» ENTRIES SUPPLIED
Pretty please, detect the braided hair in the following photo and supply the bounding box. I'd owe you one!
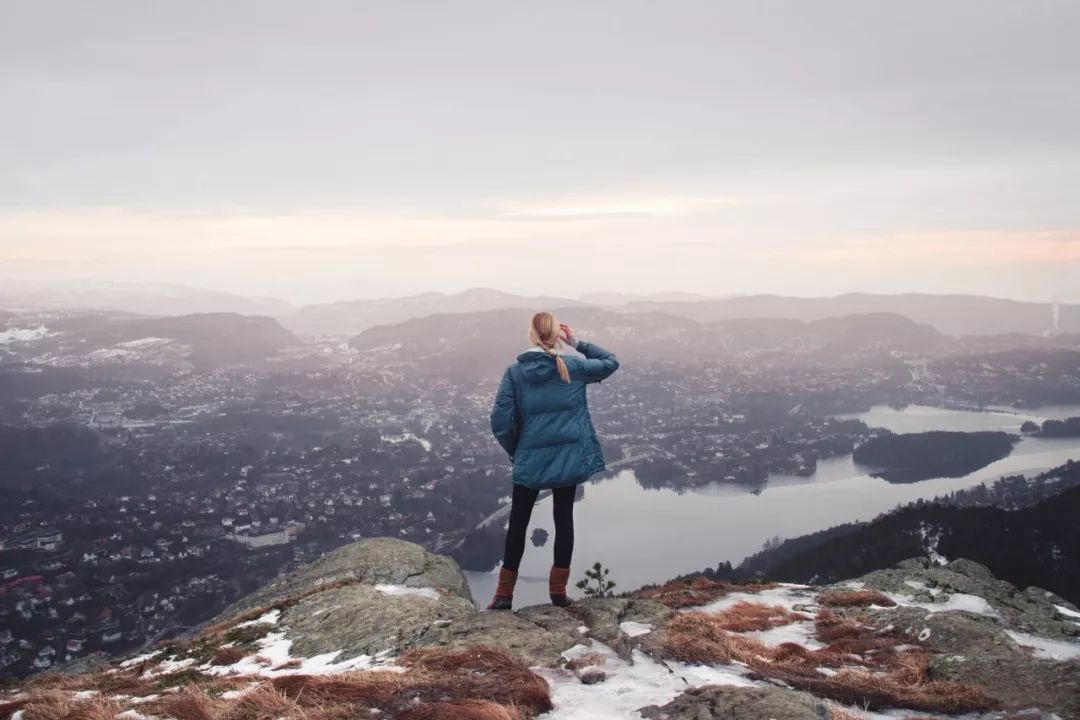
[529,312,570,382]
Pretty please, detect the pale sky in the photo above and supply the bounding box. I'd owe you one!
[0,0,1080,302]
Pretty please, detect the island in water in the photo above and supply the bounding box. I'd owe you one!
[853,431,1017,483]
[1034,418,1080,437]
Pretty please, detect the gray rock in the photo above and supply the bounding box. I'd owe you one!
[862,558,1080,639]
[214,538,473,622]
[278,584,476,657]
[573,665,607,685]
[869,607,1026,658]
[570,598,672,663]
[640,685,831,720]
[421,606,581,667]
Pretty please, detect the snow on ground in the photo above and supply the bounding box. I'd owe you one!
[375,585,438,602]
[886,593,998,617]
[0,325,49,345]
[687,583,818,612]
[534,640,757,720]
[199,633,401,678]
[622,620,652,638]
[116,338,172,349]
[1054,604,1080,620]
[143,657,195,679]
[237,608,281,627]
[1005,630,1080,661]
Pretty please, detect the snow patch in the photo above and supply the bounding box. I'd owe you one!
[1005,630,1080,661]
[1054,604,1080,620]
[882,593,998,617]
[532,641,758,720]
[619,620,652,638]
[699,584,815,612]
[0,325,49,345]
[375,585,438,602]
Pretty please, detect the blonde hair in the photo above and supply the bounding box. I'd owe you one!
[529,312,570,382]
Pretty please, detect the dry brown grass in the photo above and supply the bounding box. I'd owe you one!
[394,699,528,720]
[715,600,813,633]
[664,611,997,712]
[0,648,552,720]
[828,705,866,720]
[633,575,777,610]
[23,671,157,695]
[818,590,896,608]
[0,690,123,720]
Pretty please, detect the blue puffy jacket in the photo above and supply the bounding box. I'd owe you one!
[491,341,619,489]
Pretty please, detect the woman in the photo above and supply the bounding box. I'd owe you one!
[488,312,619,610]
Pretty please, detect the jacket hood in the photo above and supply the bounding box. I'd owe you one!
[517,350,558,383]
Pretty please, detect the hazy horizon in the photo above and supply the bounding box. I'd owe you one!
[0,0,1080,304]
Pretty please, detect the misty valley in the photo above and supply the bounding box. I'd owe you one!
[0,294,1080,676]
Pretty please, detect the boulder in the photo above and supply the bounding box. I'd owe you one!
[642,685,832,720]
[214,538,473,622]
[203,538,582,667]
[862,558,1080,639]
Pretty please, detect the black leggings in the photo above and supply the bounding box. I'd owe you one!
[502,485,578,572]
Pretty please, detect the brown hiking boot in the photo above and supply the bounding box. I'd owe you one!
[487,568,517,610]
[548,566,570,608]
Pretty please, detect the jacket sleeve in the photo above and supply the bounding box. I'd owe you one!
[578,340,619,382]
[490,368,518,460]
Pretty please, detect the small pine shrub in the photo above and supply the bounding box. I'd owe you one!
[577,562,615,598]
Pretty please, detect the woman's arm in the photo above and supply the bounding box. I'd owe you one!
[490,367,518,461]
[571,336,619,382]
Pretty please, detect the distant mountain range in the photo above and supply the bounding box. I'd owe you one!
[630,294,1080,336]
[282,288,586,335]
[0,312,298,369]
[0,279,295,317]
[0,280,1080,336]
[351,305,958,379]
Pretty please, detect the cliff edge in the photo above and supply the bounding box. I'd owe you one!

» EXERCISE AIM
Lay out every line of the items above as a Markdown table with the columns "Row" and "Line", one row per line and each row numbered. Skip blank lines and leave out the pictures.

» OUTPUT OF THE EXERCISE
| Row | Line |
|---|---|
| 1 | Pretty please, detect the braided hair in the following photo and supply the bounding box. I'd owe you one! |
| 2 | [529,312,570,382] |
| 3 | Pretty please, detect the pale sky in the photo above and supply the bounding box. I'd owe you one! |
| 4 | [0,0,1080,302] |
| 5 | Pretty please, detect the island in water in the photo above and supply the bounding box. I'd owe you one! |
| 6 | [853,431,1017,483] |
| 7 | [1034,418,1080,437] |
| 8 | Pretty please, detect the gray rock in the photo above and supply the bounding box. I'd owe you one! |
| 9 | [862,558,1080,639] |
| 10 | [214,538,473,622] |
| 11 | [278,584,476,657] |
| 12 | [573,665,607,685] |
| 13 | [869,607,1026,658] |
| 14 | [570,598,672,663] |
| 15 | [640,685,831,720] |
| 16 | [421,606,581,667] |
| 17 | Pretty please, detect the snow on ground in the photo above and supply the bounding box. I'd owe you one! |
| 18 | [375,585,438,602] |
| 19 | [886,593,998,617] |
| 20 | [0,325,49,345] |
| 21 | [687,583,818,612] |
| 22 | [534,640,757,720] |
| 23 | [199,633,401,678] |
| 24 | [622,620,652,638] |
| 25 | [116,338,172,349] |
| 26 | [1054,604,1080,620] |
| 27 | [143,657,195,679] |
| 28 | [237,608,281,627] |
| 29 | [1005,630,1080,661] |
| 30 | Pretty please, detect the snow patch in the photo above and supply the bounding box. I'd owe you one! |
| 31 | [1005,630,1080,661] |
| 32 | [1054,604,1080,620] |
| 33 | [882,593,998,617] |
| 34 | [532,641,758,720] |
| 35 | [619,620,652,638] |
| 36 | [699,584,815,612] |
| 37 | [0,325,49,345] |
| 38 | [375,585,438,602] |
| 39 | Pretty please, detect the blonde hair in the photo above and supply the bounding box. I'd owe you one! |
| 40 | [529,312,570,382] |
| 41 | Pretty please, detect the dry brown grass in the photo above and supply the bounding box. I'd owe you one! |
| 42 | [394,699,528,720] |
| 43 | [715,600,813,633] |
| 44 | [664,611,997,712] |
| 45 | [0,648,552,720] |
| 46 | [828,705,866,720] |
| 47 | [633,575,777,610] |
| 48 | [23,671,157,695] |
| 49 | [818,590,896,608] |
| 50 | [0,690,123,720] |
| 51 | Pretty please, detect the blue puffy jacket in the photo above and supply the bounding box. I'd owe you one! |
| 52 | [491,341,619,489] |
| 53 | Pretty please, detect the woman in the photo above and supply the bounding box. I'd owe you one! |
| 54 | [488,312,619,610] |
| 55 | Pretty please, detect the jacket hood in the photo above and supply the bounding box. I'd owe you one! |
| 56 | [517,350,558,383] |
| 57 | Pretty please, detect the hazy horizon in the photo above and supply the bounding box. I'd owe you one! |
| 58 | [0,0,1080,304] |
| 59 | Pretty please, detect the misty valley in the photo above and supply the bounding box. I'd owe you one! |
| 60 | [0,294,1080,676] |
| 61 | Pretty please, detect the boulder in the photo above and supply the bounding box. I'd owe you one! |
| 62 | [642,685,832,720] |
| 63 | [214,538,473,622] |
| 64 | [203,538,582,667] |
| 65 | [862,558,1080,639] |
| 66 | Pretty please, detect the black leggings in the photo above and supply the bounding box. I'd owe you one! |
| 67 | [502,485,578,572] |
| 68 | Pretty please, detect the brown hiking boot in the photo above and supply the bounding box. I'd owe you one! |
| 69 | [487,568,517,610] |
| 70 | [548,566,570,608] |
| 71 | Pretty please, detect the jacket sleeve in the photo above and supply the bounding box. I'd owe you one! |
| 72 | [578,340,619,382] |
| 73 | [490,368,518,460] |
| 74 | Pretty please, detect the small pine shrub in the photo above and supply the bounding box. I'd owe you one! |
| 75 | [577,562,615,598] |
| 76 | Pretty please, detect the woman's arm in the photo above and supply the bounding box. I'd owe you one! |
| 77 | [490,367,518,461] |
| 78 | [571,336,619,382] |
| 79 | Pretty please, detect the distant mountain range in the photo above and supply the bounding box. I'd owe you one! |
| 80 | [630,294,1080,336] |
| 81 | [282,288,586,335] |
| 82 | [0,312,298,369] |
| 83 | [0,279,295,317] |
| 84 | [0,280,1080,336] |
| 85 | [351,305,958,379] |
| 86 | Pretty please, detect the cliff edge in the photo above and supply the bounding box. I'd owe you one! |